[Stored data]
########################################

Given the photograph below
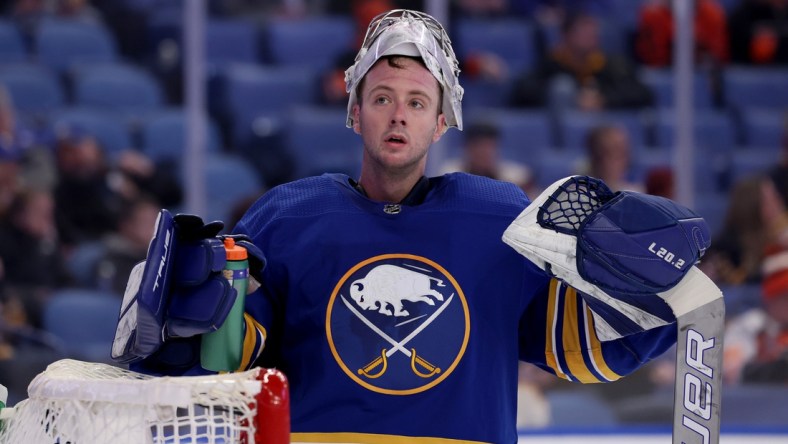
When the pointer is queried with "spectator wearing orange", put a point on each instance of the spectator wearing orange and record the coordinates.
(656, 33)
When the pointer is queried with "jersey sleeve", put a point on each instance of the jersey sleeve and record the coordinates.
(557, 334)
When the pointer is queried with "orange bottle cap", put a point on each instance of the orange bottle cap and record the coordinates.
(234, 252)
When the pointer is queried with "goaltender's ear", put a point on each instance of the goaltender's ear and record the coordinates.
(356, 114)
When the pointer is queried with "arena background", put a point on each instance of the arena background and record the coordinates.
(234, 94)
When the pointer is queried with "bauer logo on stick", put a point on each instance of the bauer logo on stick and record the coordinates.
(397, 324)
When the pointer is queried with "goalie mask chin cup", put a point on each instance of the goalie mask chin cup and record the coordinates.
(415, 34)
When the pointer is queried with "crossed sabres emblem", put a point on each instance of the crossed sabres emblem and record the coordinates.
(392, 292)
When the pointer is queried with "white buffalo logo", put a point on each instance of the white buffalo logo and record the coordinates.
(386, 286)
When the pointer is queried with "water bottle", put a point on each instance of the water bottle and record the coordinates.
(221, 350)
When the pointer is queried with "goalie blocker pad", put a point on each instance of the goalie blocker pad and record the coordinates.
(637, 245)
(178, 291)
(631, 257)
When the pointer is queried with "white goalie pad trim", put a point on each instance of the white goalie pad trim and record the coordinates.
(127, 320)
(545, 246)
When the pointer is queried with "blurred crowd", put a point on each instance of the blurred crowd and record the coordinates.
(74, 214)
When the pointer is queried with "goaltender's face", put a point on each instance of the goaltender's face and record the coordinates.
(398, 116)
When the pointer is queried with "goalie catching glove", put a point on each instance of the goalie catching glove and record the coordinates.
(623, 251)
(179, 291)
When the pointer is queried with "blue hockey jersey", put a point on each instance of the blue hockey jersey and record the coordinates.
(405, 323)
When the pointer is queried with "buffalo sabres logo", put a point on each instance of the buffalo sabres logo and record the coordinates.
(397, 324)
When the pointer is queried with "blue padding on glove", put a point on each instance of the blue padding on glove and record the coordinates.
(638, 245)
(194, 310)
(199, 260)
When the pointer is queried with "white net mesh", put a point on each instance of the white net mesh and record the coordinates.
(80, 402)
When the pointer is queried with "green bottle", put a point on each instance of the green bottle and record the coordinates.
(221, 350)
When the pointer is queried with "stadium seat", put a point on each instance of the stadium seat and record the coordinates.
(226, 40)
(229, 180)
(740, 298)
(661, 83)
(714, 130)
(483, 93)
(12, 47)
(249, 95)
(574, 126)
(712, 206)
(231, 40)
(754, 160)
(553, 165)
(62, 43)
(764, 126)
(123, 88)
(315, 42)
(524, 135)
(163, 135)
(755, 87)
(84, 320)
(109, 129)
(319, 141)
(35, 89)
(511, 39)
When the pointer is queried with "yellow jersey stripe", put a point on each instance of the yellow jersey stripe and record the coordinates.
(368, 438)
(573, 349)
(253, 344)
(552, 321)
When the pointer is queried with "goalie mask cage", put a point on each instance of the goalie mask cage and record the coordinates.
(82, 402)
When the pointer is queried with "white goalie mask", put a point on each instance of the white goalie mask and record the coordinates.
(415, 34)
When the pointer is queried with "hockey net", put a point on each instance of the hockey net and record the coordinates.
(82, 402)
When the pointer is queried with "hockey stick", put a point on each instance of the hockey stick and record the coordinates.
(697, 394)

########################################

● Work instructions
Starting at the line containing "mask and record the coordinates." and ending at the last line of the stored data, reproduce every line, requests included. Multiply each coordinate in the answers by 1.15 and round to whole numbers, with halves rounded up.

● Answer to this problem
When the pointer is queried with "white goalie mask", put a point on each instance of the white goalie mask and record the coordinates.
(477, 39)
When the pointer is queried with "hockey net", put a point on each instance of the hockey net and record the coordinates.
(94, 462)
When the pointer is queried with "hockey stick", put a point on each instance of the hockey stick and record the coordinates.
(802, 453)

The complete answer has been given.